● WORK TO BE COMPLETED
Write out the material below line for line, without the pictures.

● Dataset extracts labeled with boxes
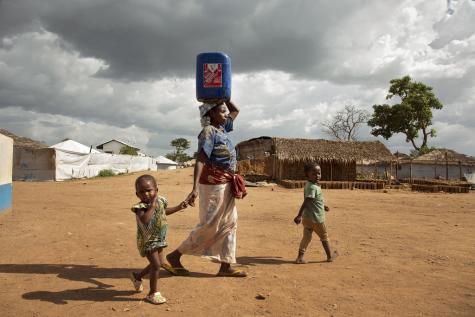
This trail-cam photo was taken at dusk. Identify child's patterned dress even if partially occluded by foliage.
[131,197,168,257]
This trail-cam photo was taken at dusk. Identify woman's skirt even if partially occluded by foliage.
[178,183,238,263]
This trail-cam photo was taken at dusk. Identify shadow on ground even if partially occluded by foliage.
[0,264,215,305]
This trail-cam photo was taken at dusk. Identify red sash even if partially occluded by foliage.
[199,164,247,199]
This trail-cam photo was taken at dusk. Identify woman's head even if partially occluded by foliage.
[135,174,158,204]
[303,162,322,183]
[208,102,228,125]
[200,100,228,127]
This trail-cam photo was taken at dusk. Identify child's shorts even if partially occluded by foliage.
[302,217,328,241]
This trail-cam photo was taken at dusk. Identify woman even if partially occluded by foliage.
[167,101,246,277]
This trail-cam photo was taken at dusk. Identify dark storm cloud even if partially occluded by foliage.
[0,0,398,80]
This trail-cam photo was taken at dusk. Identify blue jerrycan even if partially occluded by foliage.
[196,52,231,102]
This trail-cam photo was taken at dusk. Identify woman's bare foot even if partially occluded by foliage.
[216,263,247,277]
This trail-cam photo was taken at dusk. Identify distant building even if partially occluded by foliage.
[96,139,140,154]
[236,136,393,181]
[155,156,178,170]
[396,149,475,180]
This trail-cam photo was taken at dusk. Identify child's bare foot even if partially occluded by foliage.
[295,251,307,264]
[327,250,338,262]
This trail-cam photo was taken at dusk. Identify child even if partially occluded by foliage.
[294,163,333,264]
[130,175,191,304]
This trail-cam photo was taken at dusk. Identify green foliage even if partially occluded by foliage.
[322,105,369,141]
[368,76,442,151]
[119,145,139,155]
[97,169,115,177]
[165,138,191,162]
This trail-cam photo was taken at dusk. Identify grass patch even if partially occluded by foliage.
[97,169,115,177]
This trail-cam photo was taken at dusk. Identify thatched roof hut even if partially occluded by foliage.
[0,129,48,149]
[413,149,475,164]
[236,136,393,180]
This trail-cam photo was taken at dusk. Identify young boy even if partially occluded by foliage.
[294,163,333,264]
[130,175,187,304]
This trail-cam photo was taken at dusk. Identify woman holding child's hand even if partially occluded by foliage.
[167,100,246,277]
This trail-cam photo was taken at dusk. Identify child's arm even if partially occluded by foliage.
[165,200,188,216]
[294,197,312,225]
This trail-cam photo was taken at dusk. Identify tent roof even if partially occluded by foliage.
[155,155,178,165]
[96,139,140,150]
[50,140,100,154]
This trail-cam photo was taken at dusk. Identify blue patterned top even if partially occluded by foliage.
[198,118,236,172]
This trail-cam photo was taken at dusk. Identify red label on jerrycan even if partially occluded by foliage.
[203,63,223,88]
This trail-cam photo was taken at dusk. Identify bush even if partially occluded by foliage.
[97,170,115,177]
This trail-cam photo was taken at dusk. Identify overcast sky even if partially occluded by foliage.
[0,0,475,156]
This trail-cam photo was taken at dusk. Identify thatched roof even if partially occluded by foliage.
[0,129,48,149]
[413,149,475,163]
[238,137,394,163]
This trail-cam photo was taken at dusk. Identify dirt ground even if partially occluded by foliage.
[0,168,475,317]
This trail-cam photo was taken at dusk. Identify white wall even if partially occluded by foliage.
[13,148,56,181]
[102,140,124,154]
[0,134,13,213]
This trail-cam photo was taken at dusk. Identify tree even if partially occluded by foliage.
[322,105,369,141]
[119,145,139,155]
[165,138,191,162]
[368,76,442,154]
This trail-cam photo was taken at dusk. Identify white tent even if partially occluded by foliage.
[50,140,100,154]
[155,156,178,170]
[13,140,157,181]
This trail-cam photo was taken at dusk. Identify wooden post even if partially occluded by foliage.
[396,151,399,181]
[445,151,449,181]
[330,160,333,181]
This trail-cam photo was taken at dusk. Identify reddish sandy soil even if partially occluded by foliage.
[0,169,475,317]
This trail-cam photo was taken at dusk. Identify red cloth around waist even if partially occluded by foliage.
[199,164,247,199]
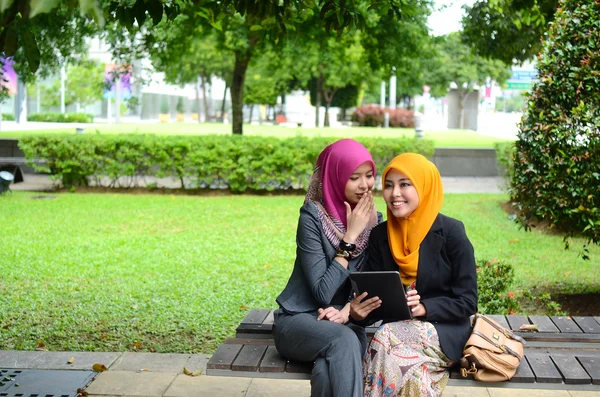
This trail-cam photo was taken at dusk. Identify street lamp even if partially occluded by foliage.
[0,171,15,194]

● FINISHED ANSWER
This trail-cam photo was taken at dusk. Identify child's patterned dress even if partially occluded by foliage.
[131,197,168,257]
This trail-cam photo was taken at dusk. Identify woman's skirt even if partially occluded by foliage.
[178,183,238,263]
This trail-cam photo was taken at dusk. Identify shadow on ground even if partially occluded by foliage.
[0,264,215,305]
This trail-cam photo was taken at dusk. Identify red sash even if partially occluded by foliage.
[199,164,247,199]
This trail-cam photo was taken at dusk. Identify woman's head even if partially occluded by foliage.
[135,174,158,204]
[303,162,322,183]
[208,102,228,125]
[200,100,228,127]
This trail-cam photo was taken at dusk. Identify child's shorts even if partially occluded by foliage.
[302,217,328,241]
This trail-cam photo was taken at dusk. Identify woman even if partially occluded by foliage.
[167,101,246,277]
This trail-cam photo was taken at dusk. Identify dark storm cloud even if partially occluded by foliage.
[0,0,398,80]
This trail-cam photo was taken at dusk. Identify blue jerrycan even if partially occluded by foliage.
[196,52,231,102]
This trail-cam photo was taken at dusk. Identify woman's bare foot even if partially occluded by foliage.
[216,263,247,277]
This trail-cam photo was taken at dusk. Identify distant building even if partially occluded by foliage.
[96,139,140,154]
[236,136,393,181]
[155,156,178,170]
[396,149,475,180]
This trail-cam photo was taken at dusk. Identify child's bare foot even if partially occluded by foliage.
[295,251,307,264]
[327,250,338,262]
This trail-cam photo was taken at dusk. Identify child even if partially occluded by foliage.
[294,163,333,264]
[130,175,191,304]
This trail-cam photo was taken at dusk. Identify green foliage even if partially occluded by foliage.
[322,105,369,141]
[368,76,442,151]
[119,145,139,155]
[97,169,115,177]
[165,138,191,162]
This trail-cam photo was taken at dusk. Identify grass patch even if partially occluded by foliage.
[97,169,115,177]
This trail-cam photo was taken at dusk. Identify thatched roof hut even if partially occluded by foliage.
[0,129,48,149]
[413,149,475,164]
[236,136,393,180]
This trail-cam photo was taken at dusk. Identify young boy even if partially occluded by foliage.
[294,163,333,264]
[130,175,187,304]
This trail-cam photo was taken at dusk. Identify woman holding child's hand even if partially occluded by foliage.
[167,100,246,277]
This trail-cam photo was taken at dusk. Identify child's arm even if partially occluded by foliage.
[165,200,188,216]
[294,197,312,225]
This trail-cam photo was taken at dusk. Identify tent roof even if partially occluded by foliage.
[155,155,178,165]
[96,139,140,150]
[50,140,100,154]
This trail-cam photo was taken at dusk. Identify blue patterned top even if partially occluded by foliage.
[198,118,236,172]
This trail-cam photo was taken at dusk. Identify red label on jerrycan even if partially occluded by foliage.
[203,63,223,88]
This trail-cam photo was taken at dusk. Identify bush even if partially occluded by foliage.
[97,170,115,177]
This trail-cam photo was taken at dusk. Identify overcast sky even if partially occluded by foliage.
[0,0,475,156]
This trail-cam photo was taken at dusk. Identify thatched roof even if partially occluded by foliage.
[0,129,48,149]
[413,149,475,163]
[238,137,394,163]
This trail-cam photo was taken at dusk. Identify dirt ground even if partially occluded by foliage.
[0,168,475,317]
This trail-cam photo was taken at dusk. Identify white wall even if partially occluded by foliage.
[13,148,56,181]
[102,140,124,154]
[0,134,13,213]
This trail-cam photo was taken at dusk. Identify tree even if partially occluded by foliage.
[322,105,369,141]
[119,145,139,155]
[165,138,191,162]
[368,76,442,154]
This trail-cam photo was taken at dusk. Identify white tent even if partially occluded by foliage.
[50,140,100,154]
[155,156,178,170]
[13,140,157,181]
This trail-cam photo was taken at dusk. Identify wooden post even if partially occluded by foliage.
[396,151,399,181]
[445,151,449,181]
[330,160,333,181]
This trail-cam photo was taken at dusk. Identify reddish sandy soil even if partially occluded by foliage.
[0,169,475,317]
This trail-cam photo was taken at dusk. Identify red cloth around waist even if partially occluded by foliage.
[199,164,247,199]
This trail-cam photo was taken at dusk. Identify street lamp even if partially occluded by foliage.
[0,171,15,194]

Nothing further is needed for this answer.